***** Selected extract *****

Easy9ja - NMA strike - who won

NMA Ogun Strike: Who Won What?

Good day, elders and colleagues. With your kind permission, I say with due respect that “igba ara l’aa búra…”.

At the launch of this strike on earlier in September, yours truly proposed that that was only the “first phase” and that we might have to “modify the modality of the strike” at some point. I do not identify as a seer but we entered the ‘second phase’ in the same month with consequent ‘developments’.

There is now a clear handwriting on the wall that the well-intentioned industrial disharmony we launched to demand our entitlement from the Ogun State Government has weighed our unity, measured our harmony, and found us wanting. If you disagree, and you are well entitled to as a member of NMA Ogun, make it a point of duty to evaluate and listen to words spoken, implied, and outrightly un-uttered at EGM.

Before we are swayed by sentiments, let us again revisit the facts (perhaps for the last time):

✓ that as Nigerian doctors we have been entitled to a reviewed Hazard Allowance for two years now

✓ that we were finally promised payment of same in March of this year on the condition that the incumbent Governor secure a second term while we do not disrupt the peace of the State and provide fodder for his opponents by shutting down the health sector

✓ that we had his didymus in our manus at the time and we decided not to evoke torsion believing they were men of their word — or are they?

✓ that said Governor in fact secured the unlikely second term without any disruption from our end

✓ that we did not get said Hazard Allowance in April, May, June or July, until we held an AGM in August and threatened to go on strike three weeks after.

***** Data excerpt *****

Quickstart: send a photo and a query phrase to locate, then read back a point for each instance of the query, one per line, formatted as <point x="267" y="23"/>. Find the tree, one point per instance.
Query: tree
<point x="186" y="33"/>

*****

### Task instructions
1. Print the passage of the piece on the NMA Ogun strike from "Easy9ja - NMA" up to and including "un-uttered at EGM.".
2. According to the piece on the NMA Ogun strike, how long have Nigerian doctors been entitled to a reviewed Hazard Allowance?

### Answers to the exercise
1.
Easy9ja - NMA strike - who won

NMA Ogun Strike: Who Won What?

Good day, elders and colleagues. With your kind permission, I say with due respect that “igba ara l’aa búra…”.

At the launch of this strike on earlier in September, yours truly proposed that that was only the “first phase” and that we might have to “modify the modality of the strike” at some point. I do not identify as a seer but we entered the ‘second phase’ in the same month with consequent ‘developments’.

There is now a clear handwriting on the wall that the well-intentioned industrial disharmony we launched to demand our entitlement from the Ogun State Government has weighed our unity, measured our harmony, and found us wanting. If you disagree, and you are well entitled to as a member of NMA Ogun, make it a point of duty to evaluate and listen to words spoken, implied, and outrightly un-uttered at EGM.

2. Two years.